Records from a dataset
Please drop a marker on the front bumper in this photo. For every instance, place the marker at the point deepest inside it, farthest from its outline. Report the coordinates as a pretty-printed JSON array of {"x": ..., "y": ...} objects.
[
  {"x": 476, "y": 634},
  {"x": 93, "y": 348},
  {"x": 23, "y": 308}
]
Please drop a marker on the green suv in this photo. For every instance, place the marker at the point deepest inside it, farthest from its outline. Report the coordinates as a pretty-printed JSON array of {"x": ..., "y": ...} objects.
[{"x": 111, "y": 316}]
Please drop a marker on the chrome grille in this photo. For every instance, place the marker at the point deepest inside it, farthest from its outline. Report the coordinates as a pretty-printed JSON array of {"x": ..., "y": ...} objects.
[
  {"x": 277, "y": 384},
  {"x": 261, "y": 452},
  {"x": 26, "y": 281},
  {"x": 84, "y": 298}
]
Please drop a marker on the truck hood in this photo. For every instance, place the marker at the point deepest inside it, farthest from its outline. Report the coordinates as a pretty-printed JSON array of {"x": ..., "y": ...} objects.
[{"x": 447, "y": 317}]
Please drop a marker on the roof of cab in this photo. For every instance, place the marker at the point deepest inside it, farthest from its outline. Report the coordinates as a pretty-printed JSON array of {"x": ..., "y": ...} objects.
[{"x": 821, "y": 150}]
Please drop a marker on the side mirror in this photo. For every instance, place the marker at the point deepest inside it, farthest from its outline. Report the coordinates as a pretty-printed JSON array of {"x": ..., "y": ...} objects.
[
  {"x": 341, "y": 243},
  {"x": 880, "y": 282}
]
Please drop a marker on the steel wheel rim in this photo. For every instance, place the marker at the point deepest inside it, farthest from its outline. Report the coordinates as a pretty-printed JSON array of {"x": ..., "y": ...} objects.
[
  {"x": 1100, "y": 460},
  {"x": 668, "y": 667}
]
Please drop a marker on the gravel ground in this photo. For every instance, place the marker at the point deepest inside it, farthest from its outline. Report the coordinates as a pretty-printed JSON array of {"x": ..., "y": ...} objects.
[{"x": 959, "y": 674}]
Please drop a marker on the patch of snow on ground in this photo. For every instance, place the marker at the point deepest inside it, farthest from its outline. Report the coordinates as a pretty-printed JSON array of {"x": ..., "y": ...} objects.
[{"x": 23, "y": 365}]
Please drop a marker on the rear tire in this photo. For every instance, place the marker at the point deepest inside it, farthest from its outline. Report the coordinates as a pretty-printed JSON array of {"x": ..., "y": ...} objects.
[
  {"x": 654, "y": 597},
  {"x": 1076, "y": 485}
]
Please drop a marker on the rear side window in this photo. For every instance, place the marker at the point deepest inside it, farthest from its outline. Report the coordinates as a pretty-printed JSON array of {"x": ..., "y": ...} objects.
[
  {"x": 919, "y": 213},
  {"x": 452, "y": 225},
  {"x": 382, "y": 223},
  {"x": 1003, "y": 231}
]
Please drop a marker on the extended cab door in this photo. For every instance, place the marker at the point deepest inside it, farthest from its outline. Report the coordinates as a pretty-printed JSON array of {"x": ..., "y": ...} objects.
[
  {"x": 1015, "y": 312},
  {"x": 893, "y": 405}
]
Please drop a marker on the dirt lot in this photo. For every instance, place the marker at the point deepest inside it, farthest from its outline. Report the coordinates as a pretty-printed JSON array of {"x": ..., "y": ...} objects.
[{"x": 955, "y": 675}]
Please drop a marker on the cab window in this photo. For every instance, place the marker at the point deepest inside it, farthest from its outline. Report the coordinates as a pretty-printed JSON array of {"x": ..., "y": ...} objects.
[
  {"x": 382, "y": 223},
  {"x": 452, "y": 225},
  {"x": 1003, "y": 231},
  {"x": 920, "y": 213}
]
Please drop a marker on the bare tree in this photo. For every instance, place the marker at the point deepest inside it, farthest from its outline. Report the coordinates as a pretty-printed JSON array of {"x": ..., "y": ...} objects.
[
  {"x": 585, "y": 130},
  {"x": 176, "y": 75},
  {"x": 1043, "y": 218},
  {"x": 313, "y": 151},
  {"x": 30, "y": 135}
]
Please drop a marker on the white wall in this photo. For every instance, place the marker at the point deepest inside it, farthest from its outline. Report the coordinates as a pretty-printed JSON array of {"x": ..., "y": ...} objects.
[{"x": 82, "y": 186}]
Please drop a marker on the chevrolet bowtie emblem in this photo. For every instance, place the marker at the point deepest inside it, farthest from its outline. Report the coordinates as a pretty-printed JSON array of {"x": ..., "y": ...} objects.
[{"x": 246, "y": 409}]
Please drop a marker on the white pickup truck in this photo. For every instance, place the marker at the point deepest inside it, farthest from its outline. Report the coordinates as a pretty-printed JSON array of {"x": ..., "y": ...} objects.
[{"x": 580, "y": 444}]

---

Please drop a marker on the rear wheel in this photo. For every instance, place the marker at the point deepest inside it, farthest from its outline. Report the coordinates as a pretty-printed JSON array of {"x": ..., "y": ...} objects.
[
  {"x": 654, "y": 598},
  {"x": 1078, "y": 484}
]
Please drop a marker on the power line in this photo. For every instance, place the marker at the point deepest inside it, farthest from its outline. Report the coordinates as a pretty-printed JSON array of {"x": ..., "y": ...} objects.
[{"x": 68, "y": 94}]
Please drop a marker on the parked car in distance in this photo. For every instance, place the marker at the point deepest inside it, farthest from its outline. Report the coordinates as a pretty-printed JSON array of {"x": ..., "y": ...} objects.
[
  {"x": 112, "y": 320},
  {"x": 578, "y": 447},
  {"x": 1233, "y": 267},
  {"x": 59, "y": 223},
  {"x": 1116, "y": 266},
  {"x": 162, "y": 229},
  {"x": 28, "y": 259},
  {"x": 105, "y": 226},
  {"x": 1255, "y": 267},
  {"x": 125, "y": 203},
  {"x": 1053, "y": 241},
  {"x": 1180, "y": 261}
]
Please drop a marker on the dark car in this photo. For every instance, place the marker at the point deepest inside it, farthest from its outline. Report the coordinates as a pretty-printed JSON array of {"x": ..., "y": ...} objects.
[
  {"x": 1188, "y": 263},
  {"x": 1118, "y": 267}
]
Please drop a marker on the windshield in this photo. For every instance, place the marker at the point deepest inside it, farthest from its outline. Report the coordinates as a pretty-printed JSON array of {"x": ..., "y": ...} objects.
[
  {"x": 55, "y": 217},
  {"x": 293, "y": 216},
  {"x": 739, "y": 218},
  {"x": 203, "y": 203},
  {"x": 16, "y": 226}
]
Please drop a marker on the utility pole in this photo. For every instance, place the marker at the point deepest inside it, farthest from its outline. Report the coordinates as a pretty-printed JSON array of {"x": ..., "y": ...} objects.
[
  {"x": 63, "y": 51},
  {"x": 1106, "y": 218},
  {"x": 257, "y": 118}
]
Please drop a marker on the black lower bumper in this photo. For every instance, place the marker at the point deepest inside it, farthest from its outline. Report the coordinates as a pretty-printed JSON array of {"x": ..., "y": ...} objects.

### REQUIRED WORK
Look above for the line holding "Please drop a marker on the utility" and the line holding "Please drop a marker on the black", then output exactly those two lines and every line between them, nothing more.

### PROBLEM SOLUTION
Please drop a marker on the utility pole in this photo. For every instance, place the marker at the point deepest inside it, farthest from its outline. Report the coordinates as a pretty-printed JSON array of {"x": ..., "y": ...} objects.
[
  {"x": 63, "y": 51},
  {"x": 1106, "y": 218},
  {"x": 257, "y": 118}
]
Please drop a marker on the black lower bumper in this photo. For every instance, place the marker at the point deepest inside it, farthest from its outline. Report the coordinates as a pretty-printed JSON array of {"x": ..., "y": ...} objects.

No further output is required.